© Malatya Time

Murat ÇETİN / Rab Kimdir?

Murat ÇETİN / Diriliş Postası Gazetesi

Hristiyan dünyasında rablık yalnızca Allah’a ait olmadı.

Önce İsa’ya (as) verildi.

Sonra Papa’ya…

Oradan da papazlara…

Ve sonuç?

Günah bağışlama, cennet vadetme ve dinî hükümleri değiştirme yetkisi ruhban sınıfının eline geçti.

Peki, İslam ne diyor?

Kur’an, bu anlayışı kesin bir dille reddediyor:

“Muhammed, sizin hiçbirinizin babası değildir; fakat o, Allah’ın Resûlü ve peygamberlerin sonuncusudur.” (Ahzab 40)

Bu ayet, İslam’da ruhani otoritenin bir “babalık” sistemine dayanmadığını açıkça ortaya koyuyor.

Ama bugün…

Benzer bir anlayış, bazı tasavvufî çevrelerde yaşanmıyor mu?

Bazı tarikatlarda şeyhlere mutlak tasarruf yetkisi atfediliyor.

___

» **Yönerge ve Koşullar**
Şu ifadelerin okuma parçasıyla uyuşup uyuşmadığını belirtin: 1. Hristiyan dünyasında rablık önce İsa’ya verildi. 2. Parçada alıntılanan ayet Bakara suresindendir. 3. Bazı tarikatlarda şeyhlere mutlak tasarruf yetkisi atfediliyor. Her biri için evet ya da hayır deyin ve kararı belirleyen sözleri parçadan birebir alıntılayın.

___

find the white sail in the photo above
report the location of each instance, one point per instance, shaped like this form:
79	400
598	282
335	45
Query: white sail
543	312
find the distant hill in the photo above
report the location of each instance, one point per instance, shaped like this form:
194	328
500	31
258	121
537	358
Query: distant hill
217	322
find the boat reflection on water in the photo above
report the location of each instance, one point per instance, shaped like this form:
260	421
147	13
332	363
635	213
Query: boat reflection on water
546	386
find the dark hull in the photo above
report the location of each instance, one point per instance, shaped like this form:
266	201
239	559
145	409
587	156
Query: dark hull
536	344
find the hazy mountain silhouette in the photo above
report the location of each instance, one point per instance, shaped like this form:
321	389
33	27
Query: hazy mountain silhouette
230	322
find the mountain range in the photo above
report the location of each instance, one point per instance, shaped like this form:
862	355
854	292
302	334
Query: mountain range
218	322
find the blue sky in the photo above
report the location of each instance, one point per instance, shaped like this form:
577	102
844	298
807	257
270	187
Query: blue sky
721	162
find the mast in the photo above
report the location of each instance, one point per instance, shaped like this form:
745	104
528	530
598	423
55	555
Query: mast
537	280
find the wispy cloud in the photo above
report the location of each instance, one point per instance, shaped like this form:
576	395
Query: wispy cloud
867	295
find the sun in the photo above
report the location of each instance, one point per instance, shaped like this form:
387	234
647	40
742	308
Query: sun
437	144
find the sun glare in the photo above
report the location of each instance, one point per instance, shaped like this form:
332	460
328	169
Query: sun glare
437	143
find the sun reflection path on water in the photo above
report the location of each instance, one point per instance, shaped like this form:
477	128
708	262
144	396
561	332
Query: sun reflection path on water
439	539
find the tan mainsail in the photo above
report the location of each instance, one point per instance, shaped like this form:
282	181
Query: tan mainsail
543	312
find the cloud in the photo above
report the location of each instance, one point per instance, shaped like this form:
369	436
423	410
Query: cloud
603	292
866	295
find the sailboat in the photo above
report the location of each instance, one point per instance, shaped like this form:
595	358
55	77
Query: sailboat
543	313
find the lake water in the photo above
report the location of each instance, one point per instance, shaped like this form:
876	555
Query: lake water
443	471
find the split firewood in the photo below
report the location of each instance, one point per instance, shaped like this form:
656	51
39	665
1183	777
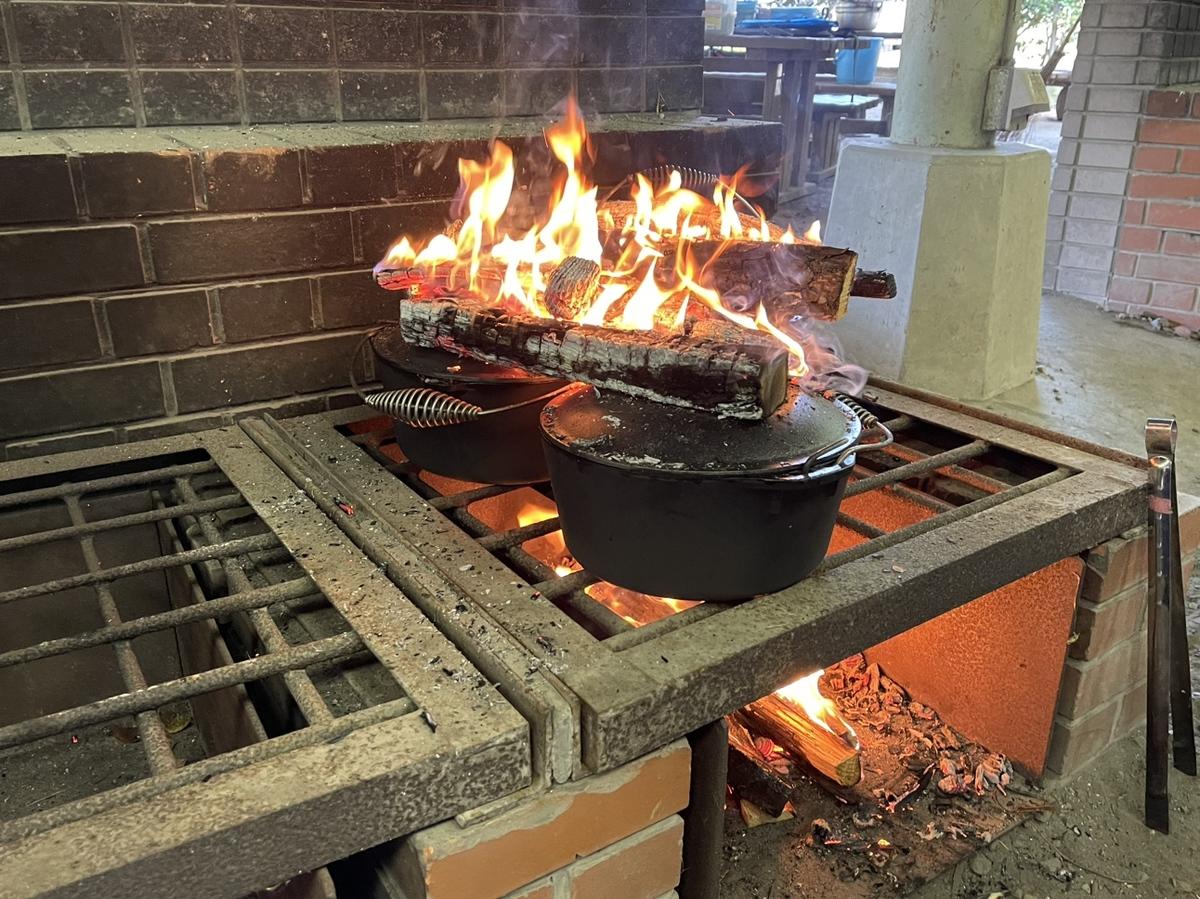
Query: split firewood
785	723
571	288
745	381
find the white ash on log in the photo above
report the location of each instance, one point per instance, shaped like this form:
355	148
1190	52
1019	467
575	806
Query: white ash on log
745	381
786	724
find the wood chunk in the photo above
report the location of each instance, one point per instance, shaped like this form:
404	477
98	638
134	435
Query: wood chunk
745	381
571	288
786	724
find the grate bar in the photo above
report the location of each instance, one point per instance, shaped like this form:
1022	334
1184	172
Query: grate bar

___

» **Yazılı Cevap**
1. Evet: "Önce İsa’ya (as) verildi."
2. Hayır: "(Ahzab 40)"
3. Evet: "Bazı tarikatlarda şeyhlere mutlak tasarruf yetkisi atfediliyor."